§ Short problem: Starting from the line containing "target | reflection on water", write out the rest of the entries exactly, through the final line, including nothing else.

§ Source material:
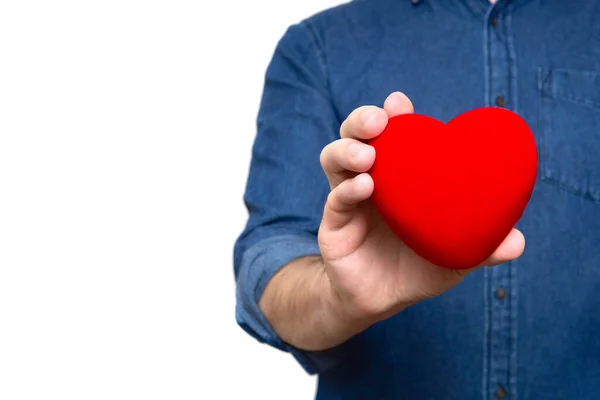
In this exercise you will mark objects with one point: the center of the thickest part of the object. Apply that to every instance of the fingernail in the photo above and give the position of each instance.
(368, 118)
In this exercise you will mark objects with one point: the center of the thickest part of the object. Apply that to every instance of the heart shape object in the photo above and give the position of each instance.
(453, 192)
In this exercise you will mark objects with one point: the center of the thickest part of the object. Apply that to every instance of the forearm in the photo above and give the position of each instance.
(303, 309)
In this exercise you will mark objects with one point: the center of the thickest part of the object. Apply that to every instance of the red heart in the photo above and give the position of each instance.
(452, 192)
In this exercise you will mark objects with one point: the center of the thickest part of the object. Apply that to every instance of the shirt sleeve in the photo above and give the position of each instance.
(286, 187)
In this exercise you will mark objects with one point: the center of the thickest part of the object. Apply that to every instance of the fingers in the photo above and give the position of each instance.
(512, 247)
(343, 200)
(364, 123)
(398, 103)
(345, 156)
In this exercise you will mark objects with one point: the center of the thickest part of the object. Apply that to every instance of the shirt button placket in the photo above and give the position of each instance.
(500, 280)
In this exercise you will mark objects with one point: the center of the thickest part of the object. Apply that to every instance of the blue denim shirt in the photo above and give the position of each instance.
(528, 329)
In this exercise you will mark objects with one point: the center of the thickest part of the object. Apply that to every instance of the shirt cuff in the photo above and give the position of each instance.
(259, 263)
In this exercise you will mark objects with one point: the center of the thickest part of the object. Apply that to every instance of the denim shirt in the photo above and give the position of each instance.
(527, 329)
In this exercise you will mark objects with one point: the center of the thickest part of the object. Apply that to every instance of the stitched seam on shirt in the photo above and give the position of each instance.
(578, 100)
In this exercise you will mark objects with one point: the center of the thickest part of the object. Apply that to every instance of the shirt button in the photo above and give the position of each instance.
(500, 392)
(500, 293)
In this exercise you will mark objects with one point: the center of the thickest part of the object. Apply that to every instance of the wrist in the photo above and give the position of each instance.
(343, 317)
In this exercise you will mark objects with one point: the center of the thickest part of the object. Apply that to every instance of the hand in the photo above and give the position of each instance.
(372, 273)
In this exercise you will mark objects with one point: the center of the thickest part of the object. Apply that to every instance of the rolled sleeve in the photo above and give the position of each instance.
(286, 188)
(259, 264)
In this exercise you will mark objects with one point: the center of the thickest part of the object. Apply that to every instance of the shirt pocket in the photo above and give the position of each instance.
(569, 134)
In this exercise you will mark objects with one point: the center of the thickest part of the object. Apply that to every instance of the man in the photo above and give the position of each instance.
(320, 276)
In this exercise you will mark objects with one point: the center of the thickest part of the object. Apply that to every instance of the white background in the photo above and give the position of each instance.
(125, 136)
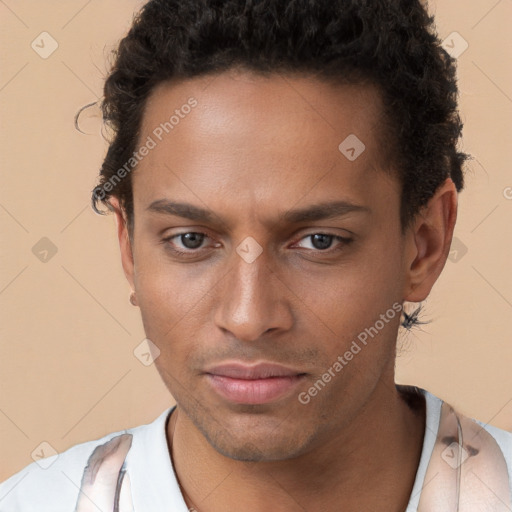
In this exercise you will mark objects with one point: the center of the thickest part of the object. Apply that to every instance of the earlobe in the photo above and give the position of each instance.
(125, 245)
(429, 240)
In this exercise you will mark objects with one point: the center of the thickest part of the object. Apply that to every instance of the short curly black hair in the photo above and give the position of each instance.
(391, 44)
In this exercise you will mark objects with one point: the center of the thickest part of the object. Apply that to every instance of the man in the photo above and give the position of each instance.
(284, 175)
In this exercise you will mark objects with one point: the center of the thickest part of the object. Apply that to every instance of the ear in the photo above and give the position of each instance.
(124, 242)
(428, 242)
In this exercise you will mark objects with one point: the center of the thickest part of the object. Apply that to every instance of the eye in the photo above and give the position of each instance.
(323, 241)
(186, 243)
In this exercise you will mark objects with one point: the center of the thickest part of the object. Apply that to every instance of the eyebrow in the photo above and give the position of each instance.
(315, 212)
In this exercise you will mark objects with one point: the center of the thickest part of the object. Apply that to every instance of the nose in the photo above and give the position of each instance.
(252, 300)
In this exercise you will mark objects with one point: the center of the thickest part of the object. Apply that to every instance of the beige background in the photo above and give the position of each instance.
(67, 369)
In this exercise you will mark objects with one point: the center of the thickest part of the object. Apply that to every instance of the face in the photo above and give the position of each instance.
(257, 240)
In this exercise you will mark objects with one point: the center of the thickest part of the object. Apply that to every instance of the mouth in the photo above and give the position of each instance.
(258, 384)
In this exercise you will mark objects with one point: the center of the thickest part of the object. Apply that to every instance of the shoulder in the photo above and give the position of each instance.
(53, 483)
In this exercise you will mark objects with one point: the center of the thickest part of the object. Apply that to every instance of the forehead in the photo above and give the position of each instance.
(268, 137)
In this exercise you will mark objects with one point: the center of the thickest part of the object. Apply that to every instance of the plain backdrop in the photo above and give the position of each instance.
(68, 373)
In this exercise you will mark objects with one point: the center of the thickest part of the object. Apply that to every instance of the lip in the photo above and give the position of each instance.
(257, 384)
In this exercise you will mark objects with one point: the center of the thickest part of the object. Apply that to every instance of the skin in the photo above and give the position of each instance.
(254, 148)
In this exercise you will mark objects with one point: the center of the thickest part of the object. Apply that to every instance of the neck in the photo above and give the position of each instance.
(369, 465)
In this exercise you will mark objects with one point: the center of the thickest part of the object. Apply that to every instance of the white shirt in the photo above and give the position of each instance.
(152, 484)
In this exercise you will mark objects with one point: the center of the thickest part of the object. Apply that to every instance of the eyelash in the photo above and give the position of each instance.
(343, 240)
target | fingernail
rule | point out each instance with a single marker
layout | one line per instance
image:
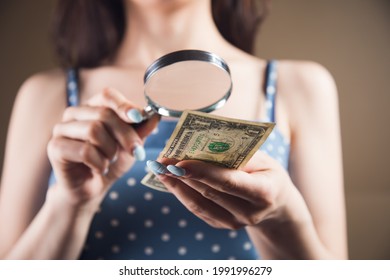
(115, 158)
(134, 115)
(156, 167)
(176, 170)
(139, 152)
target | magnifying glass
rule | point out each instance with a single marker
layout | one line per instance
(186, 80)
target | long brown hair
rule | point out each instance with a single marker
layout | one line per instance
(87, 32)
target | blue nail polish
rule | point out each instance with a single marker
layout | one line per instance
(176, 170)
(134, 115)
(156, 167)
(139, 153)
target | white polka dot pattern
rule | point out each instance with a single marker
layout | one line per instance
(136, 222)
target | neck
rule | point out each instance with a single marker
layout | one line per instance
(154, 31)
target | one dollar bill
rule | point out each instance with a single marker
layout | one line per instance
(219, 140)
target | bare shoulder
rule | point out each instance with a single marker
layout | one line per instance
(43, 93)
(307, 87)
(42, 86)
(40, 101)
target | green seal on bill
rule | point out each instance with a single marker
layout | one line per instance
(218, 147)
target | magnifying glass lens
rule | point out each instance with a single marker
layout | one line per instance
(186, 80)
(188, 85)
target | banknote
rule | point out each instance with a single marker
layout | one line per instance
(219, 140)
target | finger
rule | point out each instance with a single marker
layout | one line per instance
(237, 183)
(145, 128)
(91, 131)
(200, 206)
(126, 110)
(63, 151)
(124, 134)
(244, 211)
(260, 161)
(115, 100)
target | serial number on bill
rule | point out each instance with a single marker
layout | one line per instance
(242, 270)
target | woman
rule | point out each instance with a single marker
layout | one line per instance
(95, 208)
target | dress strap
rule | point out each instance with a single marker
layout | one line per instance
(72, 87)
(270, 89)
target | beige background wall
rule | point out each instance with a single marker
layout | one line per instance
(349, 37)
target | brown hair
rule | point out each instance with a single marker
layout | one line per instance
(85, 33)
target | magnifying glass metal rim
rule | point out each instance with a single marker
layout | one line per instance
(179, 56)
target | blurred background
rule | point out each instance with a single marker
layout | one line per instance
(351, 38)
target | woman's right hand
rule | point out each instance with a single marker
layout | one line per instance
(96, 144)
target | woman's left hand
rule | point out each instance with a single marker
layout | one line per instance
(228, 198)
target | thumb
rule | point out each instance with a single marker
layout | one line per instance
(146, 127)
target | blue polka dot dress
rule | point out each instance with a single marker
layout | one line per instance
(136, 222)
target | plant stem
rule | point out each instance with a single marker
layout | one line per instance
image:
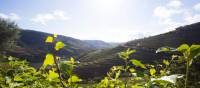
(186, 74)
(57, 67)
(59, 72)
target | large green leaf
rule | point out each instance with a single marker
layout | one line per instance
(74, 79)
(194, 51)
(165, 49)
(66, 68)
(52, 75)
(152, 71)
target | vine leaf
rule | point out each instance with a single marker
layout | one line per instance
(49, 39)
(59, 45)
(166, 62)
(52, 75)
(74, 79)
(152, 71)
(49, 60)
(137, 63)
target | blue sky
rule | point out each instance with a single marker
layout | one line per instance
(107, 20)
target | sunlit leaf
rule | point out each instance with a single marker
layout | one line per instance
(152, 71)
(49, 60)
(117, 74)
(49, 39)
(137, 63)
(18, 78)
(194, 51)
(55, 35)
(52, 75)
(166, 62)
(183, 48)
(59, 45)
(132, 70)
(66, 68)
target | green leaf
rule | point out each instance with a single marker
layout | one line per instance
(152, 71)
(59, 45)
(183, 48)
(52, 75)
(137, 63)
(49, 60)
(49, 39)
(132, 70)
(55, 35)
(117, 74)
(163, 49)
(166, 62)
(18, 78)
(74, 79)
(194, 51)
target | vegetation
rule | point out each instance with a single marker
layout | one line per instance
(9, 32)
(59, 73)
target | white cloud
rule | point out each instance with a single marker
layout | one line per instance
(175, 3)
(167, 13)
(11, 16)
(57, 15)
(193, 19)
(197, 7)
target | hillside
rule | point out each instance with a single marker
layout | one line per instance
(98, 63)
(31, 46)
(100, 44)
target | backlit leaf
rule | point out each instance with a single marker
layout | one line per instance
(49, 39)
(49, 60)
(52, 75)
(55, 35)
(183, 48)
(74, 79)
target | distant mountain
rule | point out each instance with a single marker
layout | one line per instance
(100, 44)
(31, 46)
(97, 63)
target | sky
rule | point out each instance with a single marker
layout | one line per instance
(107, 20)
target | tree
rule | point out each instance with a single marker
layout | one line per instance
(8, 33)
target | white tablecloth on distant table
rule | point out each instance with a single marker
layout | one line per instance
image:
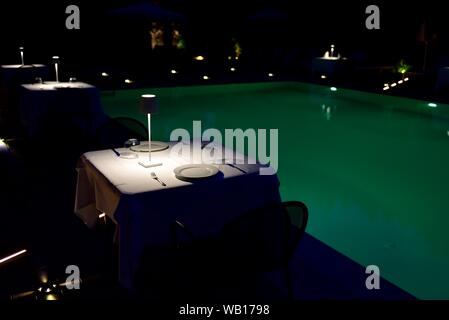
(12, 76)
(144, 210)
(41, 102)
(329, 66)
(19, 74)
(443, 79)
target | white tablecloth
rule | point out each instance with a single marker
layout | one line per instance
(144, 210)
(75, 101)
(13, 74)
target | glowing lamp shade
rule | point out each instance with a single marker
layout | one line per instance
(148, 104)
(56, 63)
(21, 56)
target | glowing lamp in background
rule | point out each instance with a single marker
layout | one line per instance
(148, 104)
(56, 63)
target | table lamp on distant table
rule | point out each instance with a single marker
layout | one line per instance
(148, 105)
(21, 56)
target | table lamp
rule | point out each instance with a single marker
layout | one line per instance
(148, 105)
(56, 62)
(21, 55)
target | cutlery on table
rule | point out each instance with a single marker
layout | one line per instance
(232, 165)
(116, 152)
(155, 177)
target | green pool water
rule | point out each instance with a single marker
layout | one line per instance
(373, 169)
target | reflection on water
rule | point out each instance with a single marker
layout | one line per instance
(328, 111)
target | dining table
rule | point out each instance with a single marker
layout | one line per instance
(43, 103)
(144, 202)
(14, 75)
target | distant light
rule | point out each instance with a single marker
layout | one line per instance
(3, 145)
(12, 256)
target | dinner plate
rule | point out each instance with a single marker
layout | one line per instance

§ Problem solution:
target | reflection on water
rule | point out each instance with a single marker
layout | one line per instance
(328, 111)
target | dining table
rule | point out each instance with a single marker
layout | one line per instance
(43, 103)
(144, 202)
(14, 75)
target | distant light
rule | point out each instance with a single marker
layout | one line per instance
(3, 145)
(12, 256)
target | dinner plate
rule | point out each instance with a single marker
layout | one line per instance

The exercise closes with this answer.